◆ Text passage:
|---|
News and Society

World Cup Highlight Machine Just the Start of Thuuz’s Custom Ambitions


As a child growing up in the Bay Area, Wayne Sieve had the good fortune to see the San Jose Earthquakes host the New York Cosmos—and Péle. This was 1976 when Sieve was nine years old, and the match, as you’d expect, made an impression.

Sieve is now EVP at Thuuz, a company whose proprietary metadata and excitement ratings power Fox Sports’ recently launched World Cup Highlight Machine. Because he had the chance to see the Brazilian legend play, Sieve finds himself gravitating toward highlights of the 1958 Brazil team that won the World up with Péle, then 17, becoming the youngest player to ever play in a final—and he scored two goals.

Posted by Joe Lemire on Wednesday, June 13, 2018

IBM created the user interface and tapped into Watson’s AI capabilities and processing power, but Thuuz (slang for “enthused”) processed each of the 300 matches into the database, tagging games with underlying identifiers that enable the searches. Every World Cup final and most knockout matches are included.
|---|
◆ Material provided:
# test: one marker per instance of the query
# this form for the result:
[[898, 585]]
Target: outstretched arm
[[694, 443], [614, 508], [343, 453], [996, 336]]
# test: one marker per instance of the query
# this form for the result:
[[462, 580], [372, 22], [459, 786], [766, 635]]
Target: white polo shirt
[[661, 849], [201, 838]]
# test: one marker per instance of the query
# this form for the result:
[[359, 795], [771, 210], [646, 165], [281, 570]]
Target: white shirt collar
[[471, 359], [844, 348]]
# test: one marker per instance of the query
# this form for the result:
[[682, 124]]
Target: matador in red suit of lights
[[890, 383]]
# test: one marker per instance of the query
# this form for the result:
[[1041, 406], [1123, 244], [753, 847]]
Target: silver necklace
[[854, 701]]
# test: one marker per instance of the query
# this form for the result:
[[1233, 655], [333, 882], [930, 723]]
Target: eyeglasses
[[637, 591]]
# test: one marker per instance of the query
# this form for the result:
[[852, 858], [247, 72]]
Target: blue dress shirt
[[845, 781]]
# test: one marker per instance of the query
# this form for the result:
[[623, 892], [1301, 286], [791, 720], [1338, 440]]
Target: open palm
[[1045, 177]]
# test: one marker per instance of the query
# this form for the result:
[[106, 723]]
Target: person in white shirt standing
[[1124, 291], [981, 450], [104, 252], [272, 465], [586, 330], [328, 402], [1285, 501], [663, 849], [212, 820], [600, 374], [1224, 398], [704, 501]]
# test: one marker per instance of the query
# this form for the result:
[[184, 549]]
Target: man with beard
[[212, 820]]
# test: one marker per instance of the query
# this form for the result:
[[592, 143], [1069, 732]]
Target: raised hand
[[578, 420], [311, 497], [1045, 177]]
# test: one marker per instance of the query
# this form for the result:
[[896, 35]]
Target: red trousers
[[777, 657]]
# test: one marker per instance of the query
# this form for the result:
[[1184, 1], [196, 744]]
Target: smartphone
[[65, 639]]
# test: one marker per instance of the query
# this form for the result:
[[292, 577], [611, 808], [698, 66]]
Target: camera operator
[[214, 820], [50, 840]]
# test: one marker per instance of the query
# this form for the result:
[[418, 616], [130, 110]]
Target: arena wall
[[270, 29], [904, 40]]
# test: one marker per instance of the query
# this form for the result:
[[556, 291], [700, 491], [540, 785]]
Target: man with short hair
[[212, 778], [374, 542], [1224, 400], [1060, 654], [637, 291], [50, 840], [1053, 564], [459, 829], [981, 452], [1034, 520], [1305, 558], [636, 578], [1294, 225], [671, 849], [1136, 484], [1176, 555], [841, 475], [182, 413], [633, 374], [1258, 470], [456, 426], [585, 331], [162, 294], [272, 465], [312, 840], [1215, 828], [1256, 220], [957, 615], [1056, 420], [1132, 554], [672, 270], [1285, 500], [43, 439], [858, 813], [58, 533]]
|---|
◆ Task details:
Write out the Thuuz article word for word, everything from "News and Society" down to "scored two goals.". The records play no part in this work.

◆ Response to the task:
News and Society

World Cup Highlight Machine Just the Start of Thuuz’s Custom Ambitions


As a child growing up in the Bay Area, Wayne Sieve had the good fortune to see the San Jose Earthquakes host the New York Cosmos—and Péle. This was 1976 when Sieve was nine years old, and the match, as you’d expect, made an impression.

Sieve is now EVP at Thuuz, a company whose proprietary metadata and excitement ratings power Fox Sports’ recently launched World Cup Highlight Machine. Because he had the chance to see the Brazilian legend play, Sieve finds himself gravitating toward highlights of the 1958 Brazil team that won the World up with Péle, then 17, becoming the youngest player to ever play in a final—and he scored two goals.